*REQUESTS*:
1) Decide whether each statement agrees with the DIA trading notes, answering yes or no and quoting the deciding words: (a) AAPL and the E-Mini S&Ps reached their Hidden Pivot rally targets on Thursday. (b) In the April 14 update, DIA opened on a gap higher. (c) The April 28 update sets a stop of 221.00 for the 'mechanical' buy.
2) In the listing, rewrite the lines from the one with "Give the segmentation of every instance of the window." up to and including the one with "[[236,69],[240,69],[240,60],[239,60],[239,58],[236,59]]". Swap "window" for "skylight" and leave everything else unchanged.

*SUPPLIED TEXT*:
# # # #
On its own, the chart suggests DIA is still a good bet to reach a 250.43 rally target that has kept us confidently on the right side of an otherwise unbelievable uptrend for more than three weeks. Short there as instructed earlier if DIA gets within 0.07 of the target, using puts priced under $1 with just a week left on them. Note, however, that because AAPL and the E-Mini S&Ps failed on Thursday to reach their respective Hidden Pivot rally targets, there's a chance DIA will not reach its projected top at 250.43. Put options will be a riskier buy if DIA spends the day meandering without achieving the target, but if it closes up on the day without having surpassed this week's 247.67 high, don't hesitate to take a few puts home over the weekend.
The 250.35 rally target we used last week is still in play, but I can offer no guidance in advance of Monday morning's opening that is guaranteed to survive further weakness overnight. I've proffered a 'mechanical' buy at the green line for the E-Mini S&Ps, but this vehicle would trigger a comparable signal at the red line, p=228.77, stop 221.57. Check in after the bell, since the opportunity may be developing in a way we can exploit using call options. ______ UPDATE (Apr 13, 10:12 p.m. EDT): Once again, DIA is poised to trigger a red-line buy at p=228.27, and once again I cannot recommend it until I've seen how stocks open Tuesday morning. _______ UPDATE (Apr 14, 6:40 p.m. EDT): DIA opened on a gap higher, negating the easy 'mechanical' entry we'd sought at the red line. This helium balloon is still going to 250.35, but any shot we have of climbing aboard before it gets there will have to come from an intraday set-up. Plan on shorting at 250.35 in any case, using puts priced under $1 that have a week or so left on them. The trade should not be initiated until such time as DIA trades within 0.07 points of the target. ______ UPDATE (Apr 23, 9:15 p.m.): This space for rent! _______ UPDATE (Apr 27, 9:05 p.m.): Using a 24-hour chart, I've changed the point 'B' high slightly to come up with a new target at 250.43. My trading strategy can stand as given above. _______ UPDATE (Apr 28, 9:22 p.m.): A plunge to 228.36 would trigger a 'mechanical' buy signal, stop 221.00. Please note that the 250.43 rally target is still viable.
# # # #
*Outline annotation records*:
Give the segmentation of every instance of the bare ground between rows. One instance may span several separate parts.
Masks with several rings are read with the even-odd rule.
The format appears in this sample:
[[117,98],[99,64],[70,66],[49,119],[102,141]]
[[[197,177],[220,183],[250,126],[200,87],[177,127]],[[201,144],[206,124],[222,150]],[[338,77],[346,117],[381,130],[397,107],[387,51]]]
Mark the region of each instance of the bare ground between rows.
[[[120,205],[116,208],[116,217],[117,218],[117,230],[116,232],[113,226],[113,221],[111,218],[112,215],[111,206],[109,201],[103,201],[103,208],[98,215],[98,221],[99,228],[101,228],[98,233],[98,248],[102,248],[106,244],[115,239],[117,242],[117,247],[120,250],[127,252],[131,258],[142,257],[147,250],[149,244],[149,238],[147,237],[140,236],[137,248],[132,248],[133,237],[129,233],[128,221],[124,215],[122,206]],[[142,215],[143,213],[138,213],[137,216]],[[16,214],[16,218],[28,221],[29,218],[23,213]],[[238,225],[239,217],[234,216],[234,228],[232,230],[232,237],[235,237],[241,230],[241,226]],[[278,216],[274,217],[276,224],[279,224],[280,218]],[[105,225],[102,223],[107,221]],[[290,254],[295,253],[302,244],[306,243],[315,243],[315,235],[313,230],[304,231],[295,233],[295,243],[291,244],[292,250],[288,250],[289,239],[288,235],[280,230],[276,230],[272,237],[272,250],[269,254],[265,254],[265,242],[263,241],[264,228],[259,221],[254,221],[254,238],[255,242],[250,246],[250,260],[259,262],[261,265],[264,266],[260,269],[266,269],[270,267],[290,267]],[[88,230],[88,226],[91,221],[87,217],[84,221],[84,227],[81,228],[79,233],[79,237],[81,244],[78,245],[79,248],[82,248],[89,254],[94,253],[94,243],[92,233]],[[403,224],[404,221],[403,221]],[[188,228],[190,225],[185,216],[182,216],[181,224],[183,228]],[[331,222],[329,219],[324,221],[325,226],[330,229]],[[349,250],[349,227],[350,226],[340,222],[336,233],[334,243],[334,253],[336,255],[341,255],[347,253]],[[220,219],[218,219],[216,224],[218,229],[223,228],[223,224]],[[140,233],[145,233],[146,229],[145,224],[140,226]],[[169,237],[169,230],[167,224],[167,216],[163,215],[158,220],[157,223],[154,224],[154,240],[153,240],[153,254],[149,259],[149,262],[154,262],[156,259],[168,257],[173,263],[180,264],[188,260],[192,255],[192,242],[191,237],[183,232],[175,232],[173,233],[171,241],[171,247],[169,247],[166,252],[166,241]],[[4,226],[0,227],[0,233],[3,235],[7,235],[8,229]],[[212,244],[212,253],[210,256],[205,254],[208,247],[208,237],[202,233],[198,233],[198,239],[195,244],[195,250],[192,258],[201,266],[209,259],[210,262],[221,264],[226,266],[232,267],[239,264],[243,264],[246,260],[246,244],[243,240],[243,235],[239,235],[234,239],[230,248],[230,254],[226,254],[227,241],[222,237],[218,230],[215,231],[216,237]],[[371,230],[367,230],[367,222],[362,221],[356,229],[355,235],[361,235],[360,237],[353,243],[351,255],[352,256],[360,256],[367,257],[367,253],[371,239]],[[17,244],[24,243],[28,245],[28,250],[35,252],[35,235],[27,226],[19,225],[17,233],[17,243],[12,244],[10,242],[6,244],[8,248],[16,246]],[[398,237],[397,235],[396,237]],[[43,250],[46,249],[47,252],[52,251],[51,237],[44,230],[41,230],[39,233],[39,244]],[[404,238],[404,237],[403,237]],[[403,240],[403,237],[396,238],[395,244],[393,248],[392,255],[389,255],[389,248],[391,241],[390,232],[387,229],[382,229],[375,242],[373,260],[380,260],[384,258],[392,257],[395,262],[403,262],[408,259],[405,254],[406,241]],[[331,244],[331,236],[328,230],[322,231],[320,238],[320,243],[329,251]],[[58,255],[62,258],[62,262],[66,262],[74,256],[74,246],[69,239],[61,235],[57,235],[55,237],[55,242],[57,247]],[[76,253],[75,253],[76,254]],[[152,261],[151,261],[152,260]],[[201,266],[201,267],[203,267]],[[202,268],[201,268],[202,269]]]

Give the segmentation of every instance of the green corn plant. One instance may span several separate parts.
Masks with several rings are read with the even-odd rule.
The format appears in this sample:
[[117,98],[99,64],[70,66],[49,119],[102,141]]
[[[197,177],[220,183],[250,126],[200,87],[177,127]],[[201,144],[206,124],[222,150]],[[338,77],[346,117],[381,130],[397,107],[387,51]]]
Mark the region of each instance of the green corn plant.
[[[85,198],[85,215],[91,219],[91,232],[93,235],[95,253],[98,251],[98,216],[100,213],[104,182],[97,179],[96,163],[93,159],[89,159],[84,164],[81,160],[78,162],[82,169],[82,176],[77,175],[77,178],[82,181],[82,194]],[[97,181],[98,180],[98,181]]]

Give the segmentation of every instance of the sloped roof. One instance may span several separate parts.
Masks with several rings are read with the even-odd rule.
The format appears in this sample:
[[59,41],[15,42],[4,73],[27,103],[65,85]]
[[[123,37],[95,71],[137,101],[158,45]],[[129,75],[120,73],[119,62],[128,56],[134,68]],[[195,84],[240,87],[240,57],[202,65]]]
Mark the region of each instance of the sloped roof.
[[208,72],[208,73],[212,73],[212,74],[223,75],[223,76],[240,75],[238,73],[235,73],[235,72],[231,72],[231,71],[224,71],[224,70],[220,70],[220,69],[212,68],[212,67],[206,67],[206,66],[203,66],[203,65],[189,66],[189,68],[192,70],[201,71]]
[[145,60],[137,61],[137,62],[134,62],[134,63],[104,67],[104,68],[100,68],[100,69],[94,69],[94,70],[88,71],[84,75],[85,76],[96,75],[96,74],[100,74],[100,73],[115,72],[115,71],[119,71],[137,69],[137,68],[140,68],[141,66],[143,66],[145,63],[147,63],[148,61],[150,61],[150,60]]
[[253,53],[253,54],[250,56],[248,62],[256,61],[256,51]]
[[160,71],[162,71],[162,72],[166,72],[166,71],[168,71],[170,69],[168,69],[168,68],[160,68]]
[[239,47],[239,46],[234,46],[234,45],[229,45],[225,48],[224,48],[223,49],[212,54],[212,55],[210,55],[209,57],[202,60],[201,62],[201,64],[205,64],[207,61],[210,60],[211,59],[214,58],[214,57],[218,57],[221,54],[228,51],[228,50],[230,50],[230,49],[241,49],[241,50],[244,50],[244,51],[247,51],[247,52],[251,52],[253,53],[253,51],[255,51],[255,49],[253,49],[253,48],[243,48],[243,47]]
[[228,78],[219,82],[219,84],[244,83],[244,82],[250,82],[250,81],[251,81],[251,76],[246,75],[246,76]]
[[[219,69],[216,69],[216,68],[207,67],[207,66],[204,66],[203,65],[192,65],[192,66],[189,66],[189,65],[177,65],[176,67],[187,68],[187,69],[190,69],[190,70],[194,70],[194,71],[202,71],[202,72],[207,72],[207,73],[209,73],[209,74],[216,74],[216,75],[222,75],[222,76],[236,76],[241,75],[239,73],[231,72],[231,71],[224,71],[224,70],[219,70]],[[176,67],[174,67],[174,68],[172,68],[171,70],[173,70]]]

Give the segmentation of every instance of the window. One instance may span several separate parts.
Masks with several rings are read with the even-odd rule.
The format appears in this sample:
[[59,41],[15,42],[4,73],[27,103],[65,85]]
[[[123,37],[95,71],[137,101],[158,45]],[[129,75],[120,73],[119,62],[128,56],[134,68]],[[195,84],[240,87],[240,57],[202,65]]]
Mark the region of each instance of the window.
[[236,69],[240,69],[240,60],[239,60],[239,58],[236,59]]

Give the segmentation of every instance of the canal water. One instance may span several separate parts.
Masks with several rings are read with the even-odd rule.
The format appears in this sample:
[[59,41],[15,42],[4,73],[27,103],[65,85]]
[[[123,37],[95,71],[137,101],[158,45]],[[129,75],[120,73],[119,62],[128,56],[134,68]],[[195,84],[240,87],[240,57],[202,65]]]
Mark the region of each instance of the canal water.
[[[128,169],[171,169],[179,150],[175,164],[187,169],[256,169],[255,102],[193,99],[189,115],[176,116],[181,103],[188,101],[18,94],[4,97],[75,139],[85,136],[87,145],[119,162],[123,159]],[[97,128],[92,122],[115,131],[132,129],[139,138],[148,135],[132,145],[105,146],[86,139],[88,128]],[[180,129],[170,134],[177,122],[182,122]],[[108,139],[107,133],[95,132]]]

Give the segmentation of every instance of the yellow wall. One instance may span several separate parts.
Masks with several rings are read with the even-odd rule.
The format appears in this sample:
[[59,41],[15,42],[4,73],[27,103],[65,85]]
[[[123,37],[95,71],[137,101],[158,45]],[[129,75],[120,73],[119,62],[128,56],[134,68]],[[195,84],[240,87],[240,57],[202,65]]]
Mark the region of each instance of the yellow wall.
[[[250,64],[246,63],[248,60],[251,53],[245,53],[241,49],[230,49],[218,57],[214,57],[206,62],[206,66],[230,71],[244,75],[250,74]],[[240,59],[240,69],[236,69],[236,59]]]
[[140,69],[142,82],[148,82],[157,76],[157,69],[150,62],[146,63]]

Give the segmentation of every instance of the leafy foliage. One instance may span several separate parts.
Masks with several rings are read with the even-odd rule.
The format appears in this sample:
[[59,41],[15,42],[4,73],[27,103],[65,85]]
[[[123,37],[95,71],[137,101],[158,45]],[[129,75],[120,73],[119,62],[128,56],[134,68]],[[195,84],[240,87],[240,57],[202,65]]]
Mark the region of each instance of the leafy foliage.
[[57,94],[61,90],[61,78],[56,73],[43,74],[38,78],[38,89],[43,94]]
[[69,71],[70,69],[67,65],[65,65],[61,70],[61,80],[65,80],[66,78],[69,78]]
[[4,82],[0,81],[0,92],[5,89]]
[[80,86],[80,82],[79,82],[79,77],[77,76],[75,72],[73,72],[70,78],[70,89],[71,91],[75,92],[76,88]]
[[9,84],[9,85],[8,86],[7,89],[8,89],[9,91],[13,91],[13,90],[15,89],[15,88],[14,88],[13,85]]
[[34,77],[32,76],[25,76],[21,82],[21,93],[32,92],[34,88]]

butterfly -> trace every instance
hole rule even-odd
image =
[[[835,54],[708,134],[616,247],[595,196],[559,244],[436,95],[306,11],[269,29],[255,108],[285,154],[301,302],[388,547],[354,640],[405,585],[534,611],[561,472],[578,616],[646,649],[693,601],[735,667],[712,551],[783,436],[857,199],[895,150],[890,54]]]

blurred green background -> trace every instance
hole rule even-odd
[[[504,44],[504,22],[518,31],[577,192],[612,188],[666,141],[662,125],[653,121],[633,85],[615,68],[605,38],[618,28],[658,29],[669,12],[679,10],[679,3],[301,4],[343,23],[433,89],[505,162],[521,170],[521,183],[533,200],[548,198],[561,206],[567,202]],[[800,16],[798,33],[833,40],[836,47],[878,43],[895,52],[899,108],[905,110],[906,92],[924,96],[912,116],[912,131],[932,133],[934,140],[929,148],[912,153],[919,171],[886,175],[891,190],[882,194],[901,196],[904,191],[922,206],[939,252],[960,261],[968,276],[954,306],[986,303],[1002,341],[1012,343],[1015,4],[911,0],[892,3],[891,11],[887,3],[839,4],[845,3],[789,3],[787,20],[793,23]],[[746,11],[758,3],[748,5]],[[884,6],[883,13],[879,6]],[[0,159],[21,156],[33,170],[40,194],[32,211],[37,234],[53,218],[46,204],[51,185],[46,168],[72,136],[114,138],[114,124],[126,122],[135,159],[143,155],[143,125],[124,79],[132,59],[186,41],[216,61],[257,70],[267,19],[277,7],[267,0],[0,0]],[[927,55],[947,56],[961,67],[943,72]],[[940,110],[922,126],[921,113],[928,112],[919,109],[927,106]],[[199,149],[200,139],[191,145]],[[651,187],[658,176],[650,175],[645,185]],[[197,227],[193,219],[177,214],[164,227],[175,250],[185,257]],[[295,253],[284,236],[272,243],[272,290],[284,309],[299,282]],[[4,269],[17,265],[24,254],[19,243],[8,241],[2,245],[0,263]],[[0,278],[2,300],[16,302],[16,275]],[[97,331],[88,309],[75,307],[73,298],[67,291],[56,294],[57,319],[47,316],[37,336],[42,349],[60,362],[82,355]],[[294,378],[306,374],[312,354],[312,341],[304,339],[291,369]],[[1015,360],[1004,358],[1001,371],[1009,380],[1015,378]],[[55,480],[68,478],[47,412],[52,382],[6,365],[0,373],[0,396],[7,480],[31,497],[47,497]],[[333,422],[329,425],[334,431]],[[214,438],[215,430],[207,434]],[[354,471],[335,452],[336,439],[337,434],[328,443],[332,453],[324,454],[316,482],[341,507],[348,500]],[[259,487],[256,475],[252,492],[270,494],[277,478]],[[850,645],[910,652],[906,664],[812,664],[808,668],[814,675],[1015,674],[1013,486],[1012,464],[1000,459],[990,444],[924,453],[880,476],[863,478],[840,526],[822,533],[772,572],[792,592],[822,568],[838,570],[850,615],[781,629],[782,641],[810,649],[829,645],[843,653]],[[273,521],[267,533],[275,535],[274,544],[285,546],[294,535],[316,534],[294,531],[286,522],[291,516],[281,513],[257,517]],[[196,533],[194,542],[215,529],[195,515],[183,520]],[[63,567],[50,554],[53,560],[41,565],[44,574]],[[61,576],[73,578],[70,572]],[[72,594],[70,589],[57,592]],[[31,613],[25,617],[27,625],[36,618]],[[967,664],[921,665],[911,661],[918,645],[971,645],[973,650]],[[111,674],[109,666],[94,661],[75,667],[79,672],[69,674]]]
# # # #
*SOLUTION LIST*:
1)
(a) No: "because AAPL and the E-Mini S&Ps failed on Thursday to reach their respective Hidden Pivot rally targets"
(b) Yes: "DIA opened on a gap higher"
(c) Yes: "A plunge to 228.36 would trigger a 'mechanical' buy signal, stop 221.00."

2)
Give the segmentation of every instance of the skylight. One instance may span several separate parts.
Masks with several rings are read with the even-odd rule.
The format appears in this sample:
[[59,41],[15,42],[4,73],[27,103],[65,85]]
[[[123,37],[95,71],[137,101],[158,45]],[[129,75],[120,73],[119,62],[128,56],[134,68]],[[195,84],[240,87],[240,57],[202,65]]]
Mark the region of each instance of the skylight.
[[236,69],[240,69],[240,60],[239,60],[239,58],[236,59]]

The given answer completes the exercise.